▸ **Exercise goal**:
Every line of the listing must be repeated in the answer without alteration.

▸ **Extracted material**:
[Start of Attachment]

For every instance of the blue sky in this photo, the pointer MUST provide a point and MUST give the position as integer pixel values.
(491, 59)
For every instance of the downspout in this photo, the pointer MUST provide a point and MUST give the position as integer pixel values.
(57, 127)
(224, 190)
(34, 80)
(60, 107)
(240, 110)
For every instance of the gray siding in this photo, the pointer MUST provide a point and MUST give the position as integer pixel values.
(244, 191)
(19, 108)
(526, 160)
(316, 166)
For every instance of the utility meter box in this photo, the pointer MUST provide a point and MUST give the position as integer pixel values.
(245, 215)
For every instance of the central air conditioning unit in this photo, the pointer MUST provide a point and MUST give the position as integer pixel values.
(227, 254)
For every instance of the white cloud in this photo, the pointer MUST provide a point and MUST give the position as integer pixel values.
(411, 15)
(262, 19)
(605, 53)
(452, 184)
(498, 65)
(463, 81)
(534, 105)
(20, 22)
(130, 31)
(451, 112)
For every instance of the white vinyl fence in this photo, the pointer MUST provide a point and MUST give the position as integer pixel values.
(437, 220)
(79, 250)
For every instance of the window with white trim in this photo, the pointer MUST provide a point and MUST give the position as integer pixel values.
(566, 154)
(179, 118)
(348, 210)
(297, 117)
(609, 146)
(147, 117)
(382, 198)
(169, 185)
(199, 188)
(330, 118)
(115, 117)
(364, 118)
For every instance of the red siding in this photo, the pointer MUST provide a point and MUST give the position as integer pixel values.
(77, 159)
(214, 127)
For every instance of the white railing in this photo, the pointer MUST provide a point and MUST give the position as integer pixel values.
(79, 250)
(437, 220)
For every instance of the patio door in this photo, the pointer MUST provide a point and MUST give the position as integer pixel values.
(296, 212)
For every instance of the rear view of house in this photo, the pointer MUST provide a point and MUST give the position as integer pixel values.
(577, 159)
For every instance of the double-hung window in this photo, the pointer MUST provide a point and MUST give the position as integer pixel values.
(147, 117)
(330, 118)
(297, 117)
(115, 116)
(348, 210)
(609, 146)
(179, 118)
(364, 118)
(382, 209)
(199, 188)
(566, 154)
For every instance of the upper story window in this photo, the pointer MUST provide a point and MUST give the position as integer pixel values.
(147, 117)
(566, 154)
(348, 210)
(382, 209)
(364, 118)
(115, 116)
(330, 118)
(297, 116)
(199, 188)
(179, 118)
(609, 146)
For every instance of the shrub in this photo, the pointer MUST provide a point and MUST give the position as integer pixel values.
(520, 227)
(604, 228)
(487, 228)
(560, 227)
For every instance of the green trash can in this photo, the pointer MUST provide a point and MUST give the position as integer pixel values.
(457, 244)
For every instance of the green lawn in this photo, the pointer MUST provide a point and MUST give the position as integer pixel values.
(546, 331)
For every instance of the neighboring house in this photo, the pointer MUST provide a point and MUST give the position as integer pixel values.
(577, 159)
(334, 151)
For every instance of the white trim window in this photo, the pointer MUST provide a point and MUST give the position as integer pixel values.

[End of Attachment]

▸ **Reply**:
For every instance of the blue sky in this photo, the pointer MUST provide a point and MUST give the position as integer pixel values.
(491, 59)
For every instance of the downspout in this photo, the pointer MUST provide a point and MUST give the position as integer pixel values.
(57, 127)
(224, 190)
(34, 80)
(60, 107)
(240, 110)
For every instance of the gray siding in this photo, the pointer MUST provide a point and MUST give the position as integer pixel values.
(244, 191)
(19, 108)
(526, 160)
(316, 166)
For every instance of the utility meter box in this photo, the pointer MUST provide a point and MUST give the position as integer pixel values.
(245, 215)
For every instance of the central air conditioning unit in this photo, the pointer MUST provide a point and MUST give the position as integer pixel values.
(227, 254)
For every instance of the white cloud in this photo, the pointer MUST provide a point and MUST give the position as integer pixel values.
(411, 15)
(262, 19)
(605, 53)
(452, 184)
(498, 65)
(463, 81)
(534, 105)
(20, 22)
(130, 31)
(451, 112)
For every instance of the white vinyl fence in this photo, the pointer MUST provide a point and MUST give the position as integer pixel values.
(437, 220)
(79, 250)
For every instance of the window with white trim in this photo, the pointer MUST provide a point and MUST give the position as integer pixel values.
(566, 154)
(179, 118)
(348, 210)
(297, 117)
(609, 146)
(147, 117)
(382, 198)
(169, 185)
(199, 188)
(330, 118)
(115, 117)
(364, 118)
For every instance of the red siding in this photo, the pointer MUST provide a point and MUST give the position as integer pixel values.
(77, 159)
(214, 127)
For every instance of the white railing in this photo, the pointer MUST provide a point and MUST give the position as integer pixel values.
(79, 250)
(437, 220)
For every instance of the patio door in this photo, the pointer MUST provide a point and MUST give the position as integer pixel values.
(296, 212)
For every instance of the rear view of house in this photo, the pointer MUST provide a point and MUST give the position as integer pixel values.
(577, 159)
For every instance of the double-hung window in this photo, the pointer MUST provide a point and MUST give the position as integer pixel values.
(147, 117)
(330, 118)
(297, 117)
(115, 116)
(348, 210)
(609, 146)
(179, 118)
(364, 118)
(382, 209)
(199, 188)
(566, 154)
For every instance of the upper story window in this photo, the pointer MUST provide a point and MUST give the position as integer pixel values.
(147, 117)
(566, 154)
(348, 210)
(382, 209)
(364, 118)
(115, 116)
(330, 118)
(297, 116)
(199, 188)
(179, 118)
(609, 146)
For every instance of the shrub in this photo, the pointer MUST provide a point and MUST give the position as integer pixel values.
(520, 227)
(604, 228)
(487, 228)
(560, 227)
For every instance of the green trash can in this photo, the pointer MUST provide a point and MUST give the position as integer pixel values.
(457, 244)
For every instance of the green lawn in this photo, the pointer MUST provide a point and MUST give the position as integer pixel values.
(546, 331)
For every instance of the neighboring house in this photo, the pointer MUST provide a point and MUST give the position as integer pixel values.
(577, 159)
(334, 151)
For every instance of the white trim window in this photo, the pointer MUST provide a point and MUST give the position as integer pixel values.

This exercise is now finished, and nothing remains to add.